→ **Dataset records**:
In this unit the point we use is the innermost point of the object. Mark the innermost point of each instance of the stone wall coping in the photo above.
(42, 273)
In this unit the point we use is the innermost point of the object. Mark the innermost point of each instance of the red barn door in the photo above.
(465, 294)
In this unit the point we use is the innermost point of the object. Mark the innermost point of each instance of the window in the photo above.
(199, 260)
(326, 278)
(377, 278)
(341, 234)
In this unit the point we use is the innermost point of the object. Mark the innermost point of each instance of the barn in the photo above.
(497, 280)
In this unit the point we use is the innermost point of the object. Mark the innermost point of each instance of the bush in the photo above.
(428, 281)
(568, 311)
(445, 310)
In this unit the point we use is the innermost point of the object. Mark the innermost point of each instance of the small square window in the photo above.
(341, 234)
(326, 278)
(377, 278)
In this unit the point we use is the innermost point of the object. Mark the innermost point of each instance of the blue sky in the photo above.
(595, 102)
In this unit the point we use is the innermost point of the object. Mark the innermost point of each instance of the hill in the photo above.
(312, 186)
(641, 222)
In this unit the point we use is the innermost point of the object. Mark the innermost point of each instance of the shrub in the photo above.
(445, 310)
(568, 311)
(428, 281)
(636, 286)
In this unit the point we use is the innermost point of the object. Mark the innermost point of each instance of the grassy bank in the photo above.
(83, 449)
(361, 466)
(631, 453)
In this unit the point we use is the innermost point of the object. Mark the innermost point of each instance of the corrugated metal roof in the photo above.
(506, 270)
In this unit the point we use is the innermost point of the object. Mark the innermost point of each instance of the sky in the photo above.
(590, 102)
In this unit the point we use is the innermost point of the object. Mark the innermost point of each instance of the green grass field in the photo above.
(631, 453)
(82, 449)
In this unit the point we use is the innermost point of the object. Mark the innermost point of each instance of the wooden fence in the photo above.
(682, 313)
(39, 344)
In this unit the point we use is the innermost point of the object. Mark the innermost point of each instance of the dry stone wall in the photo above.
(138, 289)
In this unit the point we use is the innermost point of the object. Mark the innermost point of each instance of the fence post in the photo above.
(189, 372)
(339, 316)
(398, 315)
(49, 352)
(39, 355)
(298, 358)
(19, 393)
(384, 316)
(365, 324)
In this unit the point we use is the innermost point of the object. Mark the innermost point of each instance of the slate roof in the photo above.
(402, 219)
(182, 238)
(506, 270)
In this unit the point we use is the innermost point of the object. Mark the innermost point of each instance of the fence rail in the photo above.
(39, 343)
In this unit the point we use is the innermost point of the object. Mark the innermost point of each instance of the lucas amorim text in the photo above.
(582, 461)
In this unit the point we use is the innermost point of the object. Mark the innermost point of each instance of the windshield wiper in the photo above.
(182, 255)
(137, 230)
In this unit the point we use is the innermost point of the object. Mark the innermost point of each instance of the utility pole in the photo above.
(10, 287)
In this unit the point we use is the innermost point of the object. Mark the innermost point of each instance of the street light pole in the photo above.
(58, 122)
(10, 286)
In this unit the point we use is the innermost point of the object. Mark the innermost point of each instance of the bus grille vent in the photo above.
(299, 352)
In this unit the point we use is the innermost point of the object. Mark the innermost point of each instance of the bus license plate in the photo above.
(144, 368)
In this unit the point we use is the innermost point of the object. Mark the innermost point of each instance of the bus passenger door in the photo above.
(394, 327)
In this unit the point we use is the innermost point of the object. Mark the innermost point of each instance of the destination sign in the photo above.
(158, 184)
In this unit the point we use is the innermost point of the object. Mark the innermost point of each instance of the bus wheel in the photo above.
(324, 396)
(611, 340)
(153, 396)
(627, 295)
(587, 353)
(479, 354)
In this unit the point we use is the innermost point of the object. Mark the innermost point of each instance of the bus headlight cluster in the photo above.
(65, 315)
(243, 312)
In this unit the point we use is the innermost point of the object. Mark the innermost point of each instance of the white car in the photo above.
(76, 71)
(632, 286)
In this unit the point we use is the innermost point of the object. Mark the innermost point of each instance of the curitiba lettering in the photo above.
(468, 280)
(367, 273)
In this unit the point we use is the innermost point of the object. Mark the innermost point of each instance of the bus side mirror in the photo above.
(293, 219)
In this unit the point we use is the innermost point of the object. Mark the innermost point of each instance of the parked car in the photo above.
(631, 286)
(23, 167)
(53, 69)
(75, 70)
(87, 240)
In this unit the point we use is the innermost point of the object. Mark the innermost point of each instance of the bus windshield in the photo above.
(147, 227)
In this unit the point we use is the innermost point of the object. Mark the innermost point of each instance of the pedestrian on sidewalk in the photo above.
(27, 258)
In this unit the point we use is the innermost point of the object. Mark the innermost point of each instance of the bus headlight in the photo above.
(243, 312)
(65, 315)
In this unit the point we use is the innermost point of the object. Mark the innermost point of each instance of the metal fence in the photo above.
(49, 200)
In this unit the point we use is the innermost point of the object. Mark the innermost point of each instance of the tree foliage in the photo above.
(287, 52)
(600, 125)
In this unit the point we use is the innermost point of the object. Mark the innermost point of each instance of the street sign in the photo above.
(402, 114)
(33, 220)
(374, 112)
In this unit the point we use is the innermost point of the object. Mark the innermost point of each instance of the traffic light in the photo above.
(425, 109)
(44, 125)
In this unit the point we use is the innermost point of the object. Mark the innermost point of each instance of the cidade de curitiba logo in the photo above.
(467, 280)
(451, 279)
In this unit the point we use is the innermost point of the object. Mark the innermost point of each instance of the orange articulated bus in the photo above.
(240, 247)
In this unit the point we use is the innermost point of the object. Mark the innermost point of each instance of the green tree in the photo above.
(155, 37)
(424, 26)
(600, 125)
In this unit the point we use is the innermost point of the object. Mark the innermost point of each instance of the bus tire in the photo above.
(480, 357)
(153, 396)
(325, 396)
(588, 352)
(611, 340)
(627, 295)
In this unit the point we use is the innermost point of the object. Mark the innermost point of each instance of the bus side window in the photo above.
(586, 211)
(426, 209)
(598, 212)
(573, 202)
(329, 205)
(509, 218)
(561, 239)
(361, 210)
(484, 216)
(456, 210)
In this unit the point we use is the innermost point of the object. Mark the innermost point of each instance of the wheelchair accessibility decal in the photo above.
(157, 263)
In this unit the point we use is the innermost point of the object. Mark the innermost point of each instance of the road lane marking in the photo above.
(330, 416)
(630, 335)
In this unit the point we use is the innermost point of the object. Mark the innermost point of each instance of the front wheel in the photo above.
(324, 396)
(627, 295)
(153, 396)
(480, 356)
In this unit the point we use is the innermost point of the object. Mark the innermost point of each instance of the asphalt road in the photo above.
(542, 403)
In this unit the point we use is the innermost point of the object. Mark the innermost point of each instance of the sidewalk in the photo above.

→ **Short problem**: Print all of the data exactly as it was given.

→ **Output below**:
In this unit the point we use is the innermost point of the object. Mark the innermost point of each instance of the stone wall coping in the photo above.
(42, 273)
In this unit the point we use is the innermost point of the object. Mark the innermost point of each instance of the red barn door in the photo above.
(465, 294)
In this unit the point we use is the innermost point of the object. Mark the innermost point of each instance of the window in the photo above.
(199, 260)
(326, 278)
(377, 278)
(341, 234)
In this unit the point we use is the innermost point of the object. Mark the innermost point of each instance of the barn in the photo above.
(497, 280)
In this unit the point we use is the innermost point of the object. Mark the innermost point of each instance of the bush in the photo above.
(428, 281)
(568, 311)
(445, 310)
In this unit the point we use is the innermost point of the object. Mark the innermost point of each instance of the small square window in the photo above.
(341, 234)
(326, 278)
(377, 278)
In this unit the point we use is the innermost point of the object. Mark the innermost point of each instance of the blue sky in the photo above.
(595, 102)
In this unit the point we use is the innermost point of the object. Mark the innermost point of each instance of the hill in the photo above.
(312, 186)
(641, 222)
In this unit the point we use is the innermost point of the object. Mark the innermost point of each instance of the shrub in the photo above.
(445, 310)
(568, 311)
(428, 281)
(636, 286)
In this unit the point we use is the innermost point of the object. Mark the innermost point of each instance of the grassy bank in the photo above.
(83, 449)
(361, 466)
(631, 453)
In this unit the point we use is the innermost point of the object. Mark the innermost point of each instance of the corrugated metal roof in the photo above.
(506, 270)
In this unit the point we use is the innermost point of the object. Mark the innermost point of each instance of the sky in the photo above.
(590, 102)
In this unit the point we use is the innermost point of the object. Mark the innermost point of each instance of the green grass field in the photo above.
(631, 453)
(82, 449)
In this unit the point we use is the innermost point of the object. Mark the innermost point of each instance of the wooden fence in the photo above.
(682, 313)
(39, 344)
In this unit the point we use is the innermost point of the object. Mark the innermost point of each instance of the dry stone wall in the photo above.
(138, 289)
In this unit the point we use is the innermost point of the object. Mark the innermost point of each instance of the fence post in the photo above.
(189, 372)
(339, 316)
(398, 315)
(49, 352)
(39, 355)
(298, 358)
(19, 393)
(384, 316)
(365, 324)
In this unit the point we use is the innermost point of the object. Mark the innermost point of each instance of the slate roof in the photo above.
(402, 219)
(182, 238)
(506, 270)
In this unit the point we use is the innermost point of the object. Mark the innermost point of each instance of the fence rail in the photo above.
(39, 343)
In this unit the point we use is the innermost point of the object. Mark the innermost point of each instance of the lucas amorim text in the photo above.
(582, 461)
In this unit the point we use is the innermost point of the object. Mark the innermost point of each instance of the windshield wiper in the photo above.
(182, 255)
(137, 230)
In this unit the point we use is the innermost point of the object. Mark the innermost point of each instance of the utility pole in the photo above.
(10, 287)
In this unit the point we use is the innermost point of the object. Mark the innermost point of each instance of the street light pole in the photo above.
(58, 122)
(10, 286)
In this unit the point we use is the innermost point of the object. Mark the innermost point of each instance of the bus grille vent in the photo above.
(299, 352)
In this unit the point we use is the innermost point of the object. Mark the innermost point of each instance of the bus license plate in the photo above.
(144, 368)
In this unit the point we use is the innermost point of the object. Mark the innermost point of each instance of the bus passenger door in the photo above.
(394, 327)
In this unit the point we use is the innermost point of the object. Mark the innermost point of each instance of the destination sign in the photo above.
(158, 184)
In this unit the point we use is the innermost point of the object. Mark the innermost point of each instance of the bus wheel in the photo above.
(324, 396)
(611, 340)
(153, 396)
(627, 295)
(587, 353)
(479, 354)
In this unit the point we use is the innermost point of the object. Mark the innermost point of each instance of the bus headlight cluster in the photo above.
(65, 315)
(243, 312)
In this unit the point we use is the innermost point of the object. Mark the innermost point of each instance of the white car in the photo above.
(76, 71)
(632, 286)
In this unit the point we use is the innermost point of the object. Mark the innermost point of each instance of the curitiba lettering in the photo above.
(468, 280)
(367, 273)
In this unit the point we use is the innermost point of the object. Mark the innermost point of each instance of the bus side mirror in the photo above.
(293, 219)
In this unit the point we use is the innermost point of the object. Mark the innermost point of each instance of the parked car in the photo above.
(631, 286)
(23, 167)
(53, 69)
(75, 70)
(87, 240)
In this unit the point we use is the innermost point of the object. Mark the innermost point of each instance of the bus windshield in the photo above.
(147, 227)
In this unit the point we use is the innermost point of the object. Mark the innermost point of each instance of the pedestrian on sidewalk in the photo above.
(27, 258)
In this unit the point we use is the innermost point of the object. Mark the innermost point of each instance of the bus headlight in the photo above.
(243, 312)
(65, 315)
In this unit the point we use is the innermost point of the object. Mark the innermost point of each instance of the metal fence in the photo above.
(49, 200)
In this unit the point we use is the innermost point of the object. Mark the innermost point of each instance of the tree foliage in the photo above.
(287, 52)
(600, 125)
In this unit the point we use is the innermost point of the object. Mark the innermost point of each instance of the street sign in the photo above.
(402, 114)
(33, 220)
(374, 112)
In this unit the point we use is the innermost point of the object. Mark the innermost point of each instance of the traffic light in the photo above.
(425, 109)
(44, 125)
In this unit the point we use is the innermost point of the object. Mark the innermost point of each instance of the cidade de curitiba logo in the photo above.
(467, 280)
(451, 279)
In this unit the point we use is the innermost point of the object. Mark the innermost point of each instance of the orange articulated bus in the photo above.
(240, 247)
In this unit the point we use is the innermost point of the object. Mark the innermost point of each instance of the green tree in the photo above.
(155, 37)
(424, 26)
(600, 125)
In this unit the point we use is the innermost point of the object. Mark the innermost point of each instance of the bus tire in the photo above.
(480, 357)
(153, 396)
(325, 396)
(588, 352)
(611, 340)
(627, 295)
In this unit the point we use is the innermost point of the object. Mark the innermost point of each instance of the bus side window in the photo above.
(586, 211)
(426, 209)
(598, 212)
(573, 202)
(329, 205)
(509, 218)
(561, 239)
(361, 210)
(484, 216)
(456, 210)
In this unit the point we use is the innermost point of the object. Mark the innermost point of each instance of the wheelchair accessibility decal in the photo above.
(157, 263)
In this unit the point we use is the innermost point of the object. Mark the innermost point of each instance of the road lane marking in the photo above.
(330, 416)
(630, 335)
In this unit the point we use is the innermost point of the object. Mark the innermost point of each instance of the front wheel in the photo above.
(324, 396)
(627, 295)
(153, 396)
(480, 356)
In this unit the point we use is the innermost point of the object. Mark the innermost point of each instance of the asphalt road in the photo above.
(542, 403)
In this unit the point we use is the innermost point of the object. Mark the innermost point of each instance of the sidewalk in the photo above.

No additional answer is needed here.